[Data items]
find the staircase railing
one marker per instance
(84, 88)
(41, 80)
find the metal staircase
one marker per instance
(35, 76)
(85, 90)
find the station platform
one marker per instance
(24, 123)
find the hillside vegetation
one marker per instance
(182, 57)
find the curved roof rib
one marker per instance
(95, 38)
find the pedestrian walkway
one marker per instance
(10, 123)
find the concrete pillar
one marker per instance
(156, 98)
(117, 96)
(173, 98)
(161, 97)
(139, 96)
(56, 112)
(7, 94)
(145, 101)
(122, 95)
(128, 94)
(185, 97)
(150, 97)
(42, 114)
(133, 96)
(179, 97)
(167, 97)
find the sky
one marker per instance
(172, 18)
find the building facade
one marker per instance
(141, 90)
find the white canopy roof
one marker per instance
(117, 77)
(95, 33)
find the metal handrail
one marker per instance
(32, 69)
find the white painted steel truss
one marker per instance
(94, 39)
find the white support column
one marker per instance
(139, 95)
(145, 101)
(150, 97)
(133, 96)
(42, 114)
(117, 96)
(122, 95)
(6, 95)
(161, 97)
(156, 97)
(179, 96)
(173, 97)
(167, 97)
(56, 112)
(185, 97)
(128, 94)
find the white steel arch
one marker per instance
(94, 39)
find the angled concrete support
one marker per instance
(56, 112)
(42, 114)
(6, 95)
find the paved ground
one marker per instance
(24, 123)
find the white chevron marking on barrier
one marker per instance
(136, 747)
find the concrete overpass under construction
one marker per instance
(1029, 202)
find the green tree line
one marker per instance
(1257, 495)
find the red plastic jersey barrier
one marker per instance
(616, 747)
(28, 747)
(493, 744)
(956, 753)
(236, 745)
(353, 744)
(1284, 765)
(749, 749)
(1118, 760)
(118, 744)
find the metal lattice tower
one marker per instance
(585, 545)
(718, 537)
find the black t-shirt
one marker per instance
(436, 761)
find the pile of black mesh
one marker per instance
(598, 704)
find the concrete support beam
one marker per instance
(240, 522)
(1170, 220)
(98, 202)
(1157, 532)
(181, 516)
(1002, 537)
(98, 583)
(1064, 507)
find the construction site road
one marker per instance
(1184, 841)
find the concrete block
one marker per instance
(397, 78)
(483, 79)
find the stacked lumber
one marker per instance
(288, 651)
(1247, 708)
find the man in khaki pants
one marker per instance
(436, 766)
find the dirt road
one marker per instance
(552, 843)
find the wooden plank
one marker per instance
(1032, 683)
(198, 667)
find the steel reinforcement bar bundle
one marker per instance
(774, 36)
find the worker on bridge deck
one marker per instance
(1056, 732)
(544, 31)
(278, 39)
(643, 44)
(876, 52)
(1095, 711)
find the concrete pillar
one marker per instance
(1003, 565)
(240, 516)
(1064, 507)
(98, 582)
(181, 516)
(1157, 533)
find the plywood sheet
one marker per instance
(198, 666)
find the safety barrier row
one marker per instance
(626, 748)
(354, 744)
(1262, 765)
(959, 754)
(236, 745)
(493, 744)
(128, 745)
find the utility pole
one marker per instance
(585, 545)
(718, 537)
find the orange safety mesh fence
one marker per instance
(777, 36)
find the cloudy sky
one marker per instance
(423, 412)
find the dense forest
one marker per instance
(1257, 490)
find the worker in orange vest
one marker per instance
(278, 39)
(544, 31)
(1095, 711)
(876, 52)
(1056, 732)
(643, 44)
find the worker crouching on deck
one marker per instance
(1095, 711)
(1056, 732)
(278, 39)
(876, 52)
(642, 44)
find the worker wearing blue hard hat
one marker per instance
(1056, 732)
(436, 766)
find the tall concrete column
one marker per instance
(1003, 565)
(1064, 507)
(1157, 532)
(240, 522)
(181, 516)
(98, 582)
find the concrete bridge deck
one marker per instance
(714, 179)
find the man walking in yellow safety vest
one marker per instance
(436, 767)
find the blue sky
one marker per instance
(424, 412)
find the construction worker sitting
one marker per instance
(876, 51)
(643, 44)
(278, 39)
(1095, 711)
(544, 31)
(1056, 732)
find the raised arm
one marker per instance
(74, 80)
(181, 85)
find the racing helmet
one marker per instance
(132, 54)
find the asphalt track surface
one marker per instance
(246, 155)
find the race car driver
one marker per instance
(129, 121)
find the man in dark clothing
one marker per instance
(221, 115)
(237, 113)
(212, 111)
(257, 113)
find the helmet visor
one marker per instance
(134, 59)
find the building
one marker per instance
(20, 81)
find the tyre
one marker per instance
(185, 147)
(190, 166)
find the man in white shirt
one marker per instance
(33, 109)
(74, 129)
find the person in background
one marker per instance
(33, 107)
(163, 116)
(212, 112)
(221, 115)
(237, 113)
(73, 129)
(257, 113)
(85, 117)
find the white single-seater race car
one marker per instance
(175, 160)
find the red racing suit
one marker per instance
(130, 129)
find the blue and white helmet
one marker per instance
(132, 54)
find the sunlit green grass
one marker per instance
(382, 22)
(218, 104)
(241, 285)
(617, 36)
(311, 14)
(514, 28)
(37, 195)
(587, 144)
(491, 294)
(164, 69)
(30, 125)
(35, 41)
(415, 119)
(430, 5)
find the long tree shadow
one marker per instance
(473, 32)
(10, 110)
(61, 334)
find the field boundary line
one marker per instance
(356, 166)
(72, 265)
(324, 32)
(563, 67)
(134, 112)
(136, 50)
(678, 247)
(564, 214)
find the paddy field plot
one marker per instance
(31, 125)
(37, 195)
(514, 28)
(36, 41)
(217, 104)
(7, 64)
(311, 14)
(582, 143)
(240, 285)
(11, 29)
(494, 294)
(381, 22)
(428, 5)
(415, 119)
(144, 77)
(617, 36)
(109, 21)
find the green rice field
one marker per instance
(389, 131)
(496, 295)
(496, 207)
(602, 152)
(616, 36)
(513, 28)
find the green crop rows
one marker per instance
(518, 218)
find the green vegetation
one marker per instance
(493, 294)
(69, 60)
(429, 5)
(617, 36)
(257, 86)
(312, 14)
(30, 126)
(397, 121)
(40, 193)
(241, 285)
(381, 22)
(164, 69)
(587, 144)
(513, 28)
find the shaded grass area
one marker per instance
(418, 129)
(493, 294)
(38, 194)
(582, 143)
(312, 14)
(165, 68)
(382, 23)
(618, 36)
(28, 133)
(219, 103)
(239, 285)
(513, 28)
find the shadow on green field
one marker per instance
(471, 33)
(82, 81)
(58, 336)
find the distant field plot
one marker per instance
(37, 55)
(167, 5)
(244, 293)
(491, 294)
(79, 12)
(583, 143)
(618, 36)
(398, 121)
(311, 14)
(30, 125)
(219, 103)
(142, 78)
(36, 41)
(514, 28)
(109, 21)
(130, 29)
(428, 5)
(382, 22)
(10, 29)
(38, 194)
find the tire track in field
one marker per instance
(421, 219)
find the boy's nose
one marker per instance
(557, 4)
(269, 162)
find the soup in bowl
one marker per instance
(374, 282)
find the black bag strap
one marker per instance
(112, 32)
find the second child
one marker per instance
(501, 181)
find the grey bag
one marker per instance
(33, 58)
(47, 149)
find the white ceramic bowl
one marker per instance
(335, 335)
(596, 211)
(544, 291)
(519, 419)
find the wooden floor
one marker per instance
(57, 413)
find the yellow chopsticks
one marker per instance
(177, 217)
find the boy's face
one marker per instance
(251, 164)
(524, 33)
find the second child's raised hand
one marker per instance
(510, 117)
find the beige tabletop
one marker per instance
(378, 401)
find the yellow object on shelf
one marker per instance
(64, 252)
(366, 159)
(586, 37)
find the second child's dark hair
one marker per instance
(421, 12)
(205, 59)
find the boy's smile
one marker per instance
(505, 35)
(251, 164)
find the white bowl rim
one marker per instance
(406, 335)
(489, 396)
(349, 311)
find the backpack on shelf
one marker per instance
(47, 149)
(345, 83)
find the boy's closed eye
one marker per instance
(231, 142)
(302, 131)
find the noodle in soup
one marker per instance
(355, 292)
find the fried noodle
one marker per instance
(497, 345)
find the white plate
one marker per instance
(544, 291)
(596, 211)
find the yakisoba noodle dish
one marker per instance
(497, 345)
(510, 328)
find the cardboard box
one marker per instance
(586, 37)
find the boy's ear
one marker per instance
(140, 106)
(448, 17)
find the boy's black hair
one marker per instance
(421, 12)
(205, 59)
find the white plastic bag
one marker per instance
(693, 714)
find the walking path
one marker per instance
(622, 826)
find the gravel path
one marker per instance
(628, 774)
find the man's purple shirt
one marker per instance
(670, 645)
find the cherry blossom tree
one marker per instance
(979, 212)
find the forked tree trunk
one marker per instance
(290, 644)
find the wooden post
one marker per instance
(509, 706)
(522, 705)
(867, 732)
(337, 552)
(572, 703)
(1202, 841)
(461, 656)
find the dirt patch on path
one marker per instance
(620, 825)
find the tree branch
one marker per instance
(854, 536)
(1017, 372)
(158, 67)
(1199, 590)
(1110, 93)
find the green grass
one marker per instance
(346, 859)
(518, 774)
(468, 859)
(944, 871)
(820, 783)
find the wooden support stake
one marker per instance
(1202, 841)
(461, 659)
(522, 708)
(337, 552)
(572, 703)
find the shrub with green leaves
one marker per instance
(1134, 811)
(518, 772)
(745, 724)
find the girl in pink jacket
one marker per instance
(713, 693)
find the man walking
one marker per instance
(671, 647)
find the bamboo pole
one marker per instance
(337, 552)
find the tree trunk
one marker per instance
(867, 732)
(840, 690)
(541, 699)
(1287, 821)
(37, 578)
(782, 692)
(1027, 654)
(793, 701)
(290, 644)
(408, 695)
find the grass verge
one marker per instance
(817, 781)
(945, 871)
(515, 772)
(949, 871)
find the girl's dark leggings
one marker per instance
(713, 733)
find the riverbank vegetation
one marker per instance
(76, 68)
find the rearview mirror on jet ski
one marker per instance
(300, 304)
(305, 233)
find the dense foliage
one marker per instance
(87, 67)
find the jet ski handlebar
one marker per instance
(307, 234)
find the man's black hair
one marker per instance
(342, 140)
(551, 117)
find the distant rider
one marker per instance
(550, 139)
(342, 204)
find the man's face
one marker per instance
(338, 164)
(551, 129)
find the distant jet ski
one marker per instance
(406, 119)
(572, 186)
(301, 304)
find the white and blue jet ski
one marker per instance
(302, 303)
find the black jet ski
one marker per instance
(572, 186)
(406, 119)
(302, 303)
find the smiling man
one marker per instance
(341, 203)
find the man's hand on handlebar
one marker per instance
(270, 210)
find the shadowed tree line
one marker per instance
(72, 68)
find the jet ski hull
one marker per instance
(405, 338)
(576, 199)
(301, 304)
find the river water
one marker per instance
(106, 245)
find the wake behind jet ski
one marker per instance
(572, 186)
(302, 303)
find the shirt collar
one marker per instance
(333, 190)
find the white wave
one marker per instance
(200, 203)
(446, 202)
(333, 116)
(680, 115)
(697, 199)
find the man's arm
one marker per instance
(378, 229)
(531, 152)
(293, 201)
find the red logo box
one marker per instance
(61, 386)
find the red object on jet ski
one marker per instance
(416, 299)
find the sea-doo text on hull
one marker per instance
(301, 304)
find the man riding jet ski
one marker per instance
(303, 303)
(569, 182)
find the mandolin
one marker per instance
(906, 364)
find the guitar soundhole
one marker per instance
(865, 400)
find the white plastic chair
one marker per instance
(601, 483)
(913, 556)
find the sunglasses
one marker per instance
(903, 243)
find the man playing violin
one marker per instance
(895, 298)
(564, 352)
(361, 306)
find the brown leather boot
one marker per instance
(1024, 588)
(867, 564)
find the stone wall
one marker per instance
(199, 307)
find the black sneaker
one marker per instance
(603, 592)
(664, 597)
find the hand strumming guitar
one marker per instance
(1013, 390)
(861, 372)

● **DESCRIPTION OF THE TASK**
Copy, exactly and only, the lines above that begin with the one containing "find the boy's ear" and finish with the one containing "find the wooden support stake".

● **ANSWER TO THE EXERCISE**
find the boy's ear
one marker per instance
(140, 106)
(448, 17)
find the boy's black hair
one marker per instance
(421, 12)
(205, 59)
find the white plastic bag
one marker per instance
(693, 714)
find the walking path
one marker per instance
(622, 826)
find the gravel path
one marker per instance
(628, 774)
find the man's purple shirt
one marker per instance
(670, 645)
find the cherry blossom tree
one marker per instance
(979, 212)
find the forked tree trunk
one marker per instance
(290, 644)
find the wooden post
one marker per instance
(509, 706)
(522, 705)
(867, 732)
(337, 552)
(572, 703)
(1202, 841)
(461, 656)
find the dirt patch on path
one marker per instance
(620, 825)
find the tree branch
one marker per instance
(854, 536)
(1017, 372)
(158, 67)
(1199, 590)
(1110, 93)
find the green grass
one marker per instance
(346, 859)
(518, 774)
(468, 859)
(944, 871)
(820, 783)
find the wooden support stake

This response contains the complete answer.